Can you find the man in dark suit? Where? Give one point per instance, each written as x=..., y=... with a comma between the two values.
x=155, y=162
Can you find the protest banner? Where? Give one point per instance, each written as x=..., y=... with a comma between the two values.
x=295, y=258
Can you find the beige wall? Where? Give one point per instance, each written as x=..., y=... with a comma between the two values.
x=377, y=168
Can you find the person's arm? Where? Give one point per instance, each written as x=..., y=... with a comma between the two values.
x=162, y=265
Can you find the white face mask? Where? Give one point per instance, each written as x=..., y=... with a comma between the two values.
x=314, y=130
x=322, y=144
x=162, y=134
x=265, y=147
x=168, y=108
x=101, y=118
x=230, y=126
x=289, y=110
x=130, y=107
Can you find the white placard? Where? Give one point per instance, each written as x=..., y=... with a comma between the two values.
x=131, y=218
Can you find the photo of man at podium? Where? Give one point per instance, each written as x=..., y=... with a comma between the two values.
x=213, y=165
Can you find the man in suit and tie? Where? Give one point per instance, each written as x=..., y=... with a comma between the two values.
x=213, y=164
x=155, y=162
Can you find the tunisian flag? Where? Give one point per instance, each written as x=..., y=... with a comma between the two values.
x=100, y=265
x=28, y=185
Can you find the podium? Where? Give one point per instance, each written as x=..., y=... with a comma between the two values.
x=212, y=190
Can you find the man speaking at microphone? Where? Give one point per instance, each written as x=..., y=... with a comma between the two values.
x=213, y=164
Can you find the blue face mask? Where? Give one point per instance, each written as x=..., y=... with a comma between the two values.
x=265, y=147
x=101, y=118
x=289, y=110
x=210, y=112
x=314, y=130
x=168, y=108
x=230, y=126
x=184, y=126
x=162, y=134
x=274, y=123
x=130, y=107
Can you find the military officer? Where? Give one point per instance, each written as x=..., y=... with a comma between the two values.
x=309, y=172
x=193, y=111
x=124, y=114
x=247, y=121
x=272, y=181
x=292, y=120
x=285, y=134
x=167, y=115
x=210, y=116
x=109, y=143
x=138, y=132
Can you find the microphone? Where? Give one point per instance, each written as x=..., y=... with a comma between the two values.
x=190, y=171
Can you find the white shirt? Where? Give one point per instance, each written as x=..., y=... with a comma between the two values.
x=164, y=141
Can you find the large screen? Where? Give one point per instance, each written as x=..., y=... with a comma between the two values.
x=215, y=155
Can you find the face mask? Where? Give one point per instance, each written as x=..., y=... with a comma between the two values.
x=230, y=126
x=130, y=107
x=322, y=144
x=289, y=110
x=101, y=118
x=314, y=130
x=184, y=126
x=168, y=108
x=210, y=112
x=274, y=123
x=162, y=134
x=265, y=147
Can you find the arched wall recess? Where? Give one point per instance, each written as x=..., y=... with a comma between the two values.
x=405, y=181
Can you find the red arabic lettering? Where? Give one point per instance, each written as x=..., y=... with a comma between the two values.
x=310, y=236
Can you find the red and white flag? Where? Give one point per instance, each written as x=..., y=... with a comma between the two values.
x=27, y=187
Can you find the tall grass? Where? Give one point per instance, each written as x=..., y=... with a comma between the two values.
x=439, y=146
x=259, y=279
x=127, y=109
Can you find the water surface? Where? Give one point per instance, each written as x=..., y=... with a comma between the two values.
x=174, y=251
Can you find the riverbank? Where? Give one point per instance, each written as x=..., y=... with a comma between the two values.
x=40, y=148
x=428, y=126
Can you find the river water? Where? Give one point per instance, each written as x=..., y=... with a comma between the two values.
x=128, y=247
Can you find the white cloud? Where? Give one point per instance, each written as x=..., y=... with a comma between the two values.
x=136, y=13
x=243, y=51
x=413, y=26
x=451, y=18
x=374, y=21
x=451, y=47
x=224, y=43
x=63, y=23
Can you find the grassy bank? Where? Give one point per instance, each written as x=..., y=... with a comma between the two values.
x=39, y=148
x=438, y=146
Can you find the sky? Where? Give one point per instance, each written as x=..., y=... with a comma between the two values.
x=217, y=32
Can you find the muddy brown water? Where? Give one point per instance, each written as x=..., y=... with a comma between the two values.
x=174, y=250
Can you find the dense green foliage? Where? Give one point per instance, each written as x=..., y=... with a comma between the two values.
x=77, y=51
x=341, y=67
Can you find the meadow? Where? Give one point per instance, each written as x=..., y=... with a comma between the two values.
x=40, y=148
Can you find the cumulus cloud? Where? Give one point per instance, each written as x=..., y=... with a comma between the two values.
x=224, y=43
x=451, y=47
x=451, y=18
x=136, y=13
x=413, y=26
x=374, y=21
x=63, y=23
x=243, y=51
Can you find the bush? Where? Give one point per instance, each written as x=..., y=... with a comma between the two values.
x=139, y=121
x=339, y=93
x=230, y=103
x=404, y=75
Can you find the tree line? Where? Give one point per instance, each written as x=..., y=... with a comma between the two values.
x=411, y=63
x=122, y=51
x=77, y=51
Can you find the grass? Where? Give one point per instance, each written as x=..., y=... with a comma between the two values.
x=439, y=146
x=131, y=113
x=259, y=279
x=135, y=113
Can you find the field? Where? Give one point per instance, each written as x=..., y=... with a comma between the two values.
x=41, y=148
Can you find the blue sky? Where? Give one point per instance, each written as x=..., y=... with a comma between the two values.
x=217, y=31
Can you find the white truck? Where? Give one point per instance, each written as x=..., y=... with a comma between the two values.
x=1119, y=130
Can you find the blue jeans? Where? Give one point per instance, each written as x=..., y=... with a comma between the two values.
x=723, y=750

- _Activity_: Each line of the listing needs to be transcribed exactly.

- _Written answer_:
Can you find the man in dark suit? Where? Give one point per instance, each written as x=..., y=... with a comma between the two values.
x=155, y=162
Can you find the protest banner? Where? Give one point per instance, each written as x=..., y=... with a comma between the two values.
x=295, y=258
Can you find the beige wall? Where? Give one point per instance, each written as x=..., y=... with a comma between the two values.
x=377, y=168
Can you find the person's arm? Where? Give one point per instance, each written as x=..., y=... with a comma between the two values.
x=162, y=265
Can you find the white face mask? Where? Give one point per instance, each written as x=..., y=... with a comma between the two values.
x=314, y=130
x=322, y=144
x=162, y=134
x=265, y=147
x=168, y=108
x=101, y=118
x=230, y=126
x=289, y=110
x=130, y=107
Can you find the white placard? Where? Give one point per instance, each written as x=..., y=... with a comma between the two values.
x=131, y=218
Can you find the photo of man at podium? Where? Give one point per instance, each written as x=..., y=... with a comma between the two values.
x=213, y=165
Can you find the man in suit and tie? Where? Give one point per instance, each written as x=..., y=... with a comma between the two values.
x=213, y=164
x=155, y=162
Can you find the tunisian flag? Where? Give one point per instance, each written as x=..., y=... with a comma between the two values.
x=100, y=265
x=28, y=185
Can you find the podium? Where? Give one point per instance, each written as x=..., y=... with a comma between the two values.
x=212, y=190
Can you find the man speaking at microphone? Where? Give one point per instance, each written as x=..., y=... with a comma between the two values.
x=213, y=164
Can you find the blue face mask? Where? Give one point per instance, each written as x=..., y=... with a comma between the two values.
x=265, y=147
x=101, y=118
x=289, y=110
x=210, y=112
x=314, y=130
x=168, y=108
x=230, y=126
x=184, y=126
x=162, y=134
x=274, y=123
x=130, y=107
Can you find the military officer? Where? Give one point per instance, each written as x=..., y=... with a comma between the two values.
x=309, y=172
x=193, y=111
x=124, y=114
x=247, y=121
x=272, y=181
x=292, y=120
x=285, y=134
x=167, y=115
x=210, y=116
x=109, y=143
x=138, y=132
Can you find the microphone? Where? Give one point per instance, each written as x=..., y=... with a comma between the two values.
x=190, y=171
Can you find the white shirt? Where? Give one point per instance, each written as x=..., y=... with a comma between the two values.
x=164, y=141
Can you find the large screen? Where? Give one point per instance, each written as x=..., y=... with a comma between the two values.
x=215, y=155
Can you find the face mask? Where? Give one point per instance, each written as x=..., y=... with a comma between the two values.
x=230, y=126
x=130, y=107
x=322, y=144
x=289, y=110
x=101, y=118
x=314, y=130
x=184, y=126
x=168, y=108
x=210, y=112
x=274, y=123
x=162, y=134
x=265, y=147
Can you find the arched wall recess? Where? Give one point per instance, each written as x=..., y=... with a comma between the two values.
x=405, y=181
Can you find the red arabic lettering? Where? Give one point per instance, each written as x=..., y=... with a comma between the two values.
x=310, y=236
Can you find the red and white flag? Where? Give one point per instance, each written as x=..., y=... with a comma between the two values.
x=27, y=187
Can you find the tall grass? Where? Give one point per instance, each written as x=..., y=... with a comma between the two values.
x=439, y=146
x=259, y=279
x=127, y=109
Can you find the water surface? Where? Give one point per instance, each written as x=..., y=... with a comma between the two values.
x=174, y=251
Can you find the riverbank? Where? Give one point per instance, each written as x=..., y=... with a comma between the two values.
x=40, y=148
x=428, y=126
Can you find the river water? Where? Give one point per instance, each written as x=..., y=... with a comma between the two values.
x=128, y=247
Can you find the white cloud? Where? Give one point per instance, each written as x=..., y=... with a comma between the two values.
x=136, y=13
x=243, y=51
x=413, y=26
x=451, y=18
x=374, y=21
x=451, y=47
x=224, y=43
x=63, y=23
Can you find the grassy bank? Where? Give one point per instance, each written as x=..., y=... with a comma between the two values.
x=39, y=148
x=438, y=146
Can you find the sky? Where? Give one point per instance, each written as x=..., y=... with a comma between the two values.
x=217, y=32
Can you find the muddy brown water? Where? Give one point per instance, each written as x=..., y=... with a comma between the two values.
x=174, y=250
Can you find the dense green foliage? Where? Give one point per instance, each written as x=..., y=... with a comma between the two values.
x=77, y=51
x=341, y=67
Can you find the meadow? Where? Give one point per instance, each written as x=..., y=... with a comma between the two values.
x=40, y=148
Can you find the cumulus cloud? Where? Give one point per instance, each written as x=..., y=... with a comma between the two values.
x=224, y=43
x=451, y=47
x=451, y=18
x=136, y=13
x=413, y=26
x=374, y=21
x=63, y=23
x=243, y=51
Can you find the bush? Where? Give one point per instance, each written as x=..., y=... with a comma between the two values.
x=139, y=121
x=339, y=93
x=230, y=103
x=404, y=75
Can you find the tree line? Where? Give one point per instance, each written as x=..., y=... with a comma between the two values.
x=411, y=63
x=122, y=51
x=77, y=51
Can you find the grass? Where? Give one point per instance, each written as x=..., y=... with a comma between the two values.
x=439, y=146
x=131, y=113
x=259, y=279
x=135, y=113
Can you find the field? Where? Give one point per instance, each written as x=..., y=... with a comma between the two values.
x=41, y=148
Can you find the blue sky? Where? Give one point per instance, each written as x=..., y=... with a comma between the two values.
x=217, y=31
Can you find the white truck? Where? Give one point per instance, each written as x=..., y=... with a comma between the two values.
x=1119, y=130
Can you find the blue jeans? Where? Give one point per instance, each written as x=..., y=... with a comma between the two values.
x=723, y=750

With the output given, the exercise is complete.